> [What the task requires]
What is the number of lines in the data that contain "lamp"? Nothing besides that number, please.

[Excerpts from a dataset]
::::
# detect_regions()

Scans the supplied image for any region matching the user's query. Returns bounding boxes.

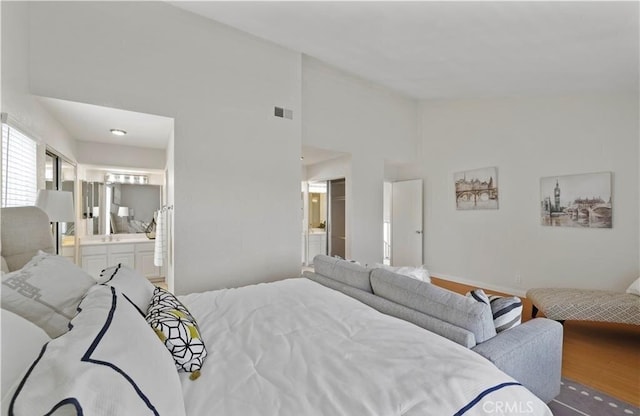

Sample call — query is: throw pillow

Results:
[466,288,523,333]
[100,264,156,315]
[626,277,640,296]
[1,251,96,337]
[146,287,207,379]
[8,285,186,416]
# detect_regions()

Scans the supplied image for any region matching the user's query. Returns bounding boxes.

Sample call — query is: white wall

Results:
[75,142,166,170]
[419,94,639,294]
[306,156,350,182]
[25,2,302,294]
[302,57,419,265]
[1,2,76,161]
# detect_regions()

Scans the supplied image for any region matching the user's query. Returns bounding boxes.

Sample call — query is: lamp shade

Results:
[117,206,130,217]
[35,190,75,222]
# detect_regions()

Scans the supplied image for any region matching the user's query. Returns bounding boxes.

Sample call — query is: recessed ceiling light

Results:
[110,129,127,136]
[300,156,304,160]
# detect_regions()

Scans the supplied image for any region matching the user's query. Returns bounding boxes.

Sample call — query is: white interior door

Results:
[391,179,423,266]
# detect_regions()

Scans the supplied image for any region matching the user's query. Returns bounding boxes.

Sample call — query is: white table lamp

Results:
[35,190,75,222]
[117,206,130,217]
[35,189,75,254]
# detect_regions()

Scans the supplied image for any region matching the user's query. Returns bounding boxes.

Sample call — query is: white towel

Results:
[154,209,165,267]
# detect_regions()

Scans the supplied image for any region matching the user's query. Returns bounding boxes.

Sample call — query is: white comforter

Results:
[179,278,552,416]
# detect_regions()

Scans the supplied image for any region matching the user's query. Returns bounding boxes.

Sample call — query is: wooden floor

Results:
[431,276,640,406]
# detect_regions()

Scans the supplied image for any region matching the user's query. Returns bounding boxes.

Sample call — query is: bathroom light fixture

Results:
[105,173,149,184]
[110,129,127,136]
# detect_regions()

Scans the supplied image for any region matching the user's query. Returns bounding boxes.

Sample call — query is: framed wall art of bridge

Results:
[540,171,612,228]
[454,166,499,210]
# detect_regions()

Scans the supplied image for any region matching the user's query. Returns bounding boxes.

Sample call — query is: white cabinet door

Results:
[109,253,135,269]
[81,245,108,279]
[80,241,163,282]
[82,255,108,280]
[307,234,327,265]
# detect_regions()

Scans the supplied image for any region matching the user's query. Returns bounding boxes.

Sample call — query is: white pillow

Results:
[1,251,96,337]
[100,264,156,314]
[8,285,187,416]
[1,309,50,399]
[374,263,431,282]
[626,277,640,296]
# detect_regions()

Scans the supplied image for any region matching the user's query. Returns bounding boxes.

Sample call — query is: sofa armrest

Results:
[471,318,563,403]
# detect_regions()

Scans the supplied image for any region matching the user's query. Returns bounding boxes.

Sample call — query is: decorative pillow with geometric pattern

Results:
[145,287,207,379]
[466,288,523,333]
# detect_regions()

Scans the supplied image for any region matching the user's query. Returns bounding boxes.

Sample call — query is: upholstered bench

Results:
[527,288,640,325]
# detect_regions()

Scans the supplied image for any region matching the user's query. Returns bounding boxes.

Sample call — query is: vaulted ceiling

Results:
[172,1,639,100]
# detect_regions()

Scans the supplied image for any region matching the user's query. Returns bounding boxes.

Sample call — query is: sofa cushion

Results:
[313,255,373,293]
[313,255,339,277]
[370,269,496,343]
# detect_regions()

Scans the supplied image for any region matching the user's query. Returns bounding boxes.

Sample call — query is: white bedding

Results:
[179,278,551,416]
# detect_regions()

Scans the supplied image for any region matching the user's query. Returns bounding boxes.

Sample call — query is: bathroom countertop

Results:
[80,236,154,245]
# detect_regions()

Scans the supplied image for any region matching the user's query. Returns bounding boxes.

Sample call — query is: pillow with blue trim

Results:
[9,284,186,416]
[466,289,523,333]
[146,287,207,379]
[99,264,156,315]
::::
> [Exercise solution]
2